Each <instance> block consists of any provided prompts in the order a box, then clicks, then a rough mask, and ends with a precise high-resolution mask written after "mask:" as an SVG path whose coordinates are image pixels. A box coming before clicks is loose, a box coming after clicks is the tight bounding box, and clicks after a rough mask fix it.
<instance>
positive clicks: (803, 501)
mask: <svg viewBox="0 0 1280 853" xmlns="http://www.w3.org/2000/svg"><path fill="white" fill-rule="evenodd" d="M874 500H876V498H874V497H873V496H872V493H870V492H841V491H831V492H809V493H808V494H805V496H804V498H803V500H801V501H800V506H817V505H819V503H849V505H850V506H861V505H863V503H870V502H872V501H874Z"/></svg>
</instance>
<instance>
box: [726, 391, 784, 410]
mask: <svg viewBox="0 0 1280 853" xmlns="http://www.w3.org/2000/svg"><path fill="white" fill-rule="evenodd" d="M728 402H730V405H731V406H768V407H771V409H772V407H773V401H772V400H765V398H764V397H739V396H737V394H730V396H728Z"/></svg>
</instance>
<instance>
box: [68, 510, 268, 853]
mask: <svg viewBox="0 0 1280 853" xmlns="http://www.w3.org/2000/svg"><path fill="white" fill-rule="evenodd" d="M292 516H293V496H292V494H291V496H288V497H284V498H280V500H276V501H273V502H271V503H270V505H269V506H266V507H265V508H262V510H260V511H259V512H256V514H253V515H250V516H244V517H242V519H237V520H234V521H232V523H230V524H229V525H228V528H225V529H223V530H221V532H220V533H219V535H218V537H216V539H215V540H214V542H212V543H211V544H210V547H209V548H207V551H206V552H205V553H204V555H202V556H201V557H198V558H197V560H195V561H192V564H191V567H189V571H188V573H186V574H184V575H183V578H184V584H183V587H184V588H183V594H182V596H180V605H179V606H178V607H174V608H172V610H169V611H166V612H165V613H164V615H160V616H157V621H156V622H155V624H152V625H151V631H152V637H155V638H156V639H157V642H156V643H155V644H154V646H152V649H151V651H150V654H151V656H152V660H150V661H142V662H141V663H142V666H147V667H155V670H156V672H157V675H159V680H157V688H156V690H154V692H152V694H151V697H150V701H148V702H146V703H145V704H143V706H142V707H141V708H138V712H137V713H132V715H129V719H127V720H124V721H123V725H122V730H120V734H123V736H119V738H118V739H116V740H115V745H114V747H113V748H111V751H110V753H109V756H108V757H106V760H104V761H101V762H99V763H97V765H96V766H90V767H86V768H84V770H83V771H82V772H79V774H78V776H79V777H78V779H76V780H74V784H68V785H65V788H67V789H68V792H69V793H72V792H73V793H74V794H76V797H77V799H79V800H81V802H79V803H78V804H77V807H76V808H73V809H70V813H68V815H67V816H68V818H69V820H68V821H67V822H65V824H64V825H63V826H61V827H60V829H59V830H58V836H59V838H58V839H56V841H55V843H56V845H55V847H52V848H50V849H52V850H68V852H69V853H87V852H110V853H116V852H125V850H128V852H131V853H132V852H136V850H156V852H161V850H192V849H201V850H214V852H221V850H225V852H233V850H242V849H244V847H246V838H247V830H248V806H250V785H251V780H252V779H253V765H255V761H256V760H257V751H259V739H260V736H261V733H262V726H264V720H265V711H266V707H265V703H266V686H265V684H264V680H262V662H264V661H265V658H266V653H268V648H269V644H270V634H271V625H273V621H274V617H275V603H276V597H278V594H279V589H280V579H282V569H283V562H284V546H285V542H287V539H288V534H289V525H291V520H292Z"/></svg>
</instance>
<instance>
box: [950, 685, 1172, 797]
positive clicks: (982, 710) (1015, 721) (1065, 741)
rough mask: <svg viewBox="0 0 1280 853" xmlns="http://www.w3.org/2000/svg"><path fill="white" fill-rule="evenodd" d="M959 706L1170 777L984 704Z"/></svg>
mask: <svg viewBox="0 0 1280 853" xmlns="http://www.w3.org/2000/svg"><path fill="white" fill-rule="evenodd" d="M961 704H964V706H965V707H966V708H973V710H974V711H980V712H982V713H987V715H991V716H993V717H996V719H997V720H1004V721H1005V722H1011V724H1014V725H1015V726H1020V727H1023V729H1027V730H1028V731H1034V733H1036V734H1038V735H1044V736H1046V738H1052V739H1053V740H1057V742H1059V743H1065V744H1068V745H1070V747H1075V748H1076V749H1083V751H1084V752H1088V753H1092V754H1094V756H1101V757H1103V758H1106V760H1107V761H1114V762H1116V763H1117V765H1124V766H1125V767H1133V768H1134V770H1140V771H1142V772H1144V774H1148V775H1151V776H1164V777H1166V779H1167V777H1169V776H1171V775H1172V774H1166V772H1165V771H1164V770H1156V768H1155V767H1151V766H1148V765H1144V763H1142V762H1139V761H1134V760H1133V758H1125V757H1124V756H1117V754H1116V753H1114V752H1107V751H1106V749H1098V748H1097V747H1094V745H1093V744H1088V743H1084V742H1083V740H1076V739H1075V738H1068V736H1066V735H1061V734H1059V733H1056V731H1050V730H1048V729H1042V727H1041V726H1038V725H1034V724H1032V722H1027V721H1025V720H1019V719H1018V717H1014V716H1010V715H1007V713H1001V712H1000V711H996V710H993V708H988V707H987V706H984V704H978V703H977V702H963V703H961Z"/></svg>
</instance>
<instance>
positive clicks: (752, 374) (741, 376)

----

**What is being asked:**
Repeat the material from its start through the line with "positive clicks: (803, 501)", swapping "rough mask" for "coarse mask" and changing nothing else.

**Problem solution:**
Each <instance> block consists of any provided prompts in the order a box, then clicks, then a coarse mask, and ends with a precise high-resolution mask written after "mask:" as an SVG path whose coordinates are image pixels. A box coming before clicks is loose, a box coming after clicks is the tight bounding box, and clicks after a coarse mask fix it.
<instance>
positive clicks: (803, 501)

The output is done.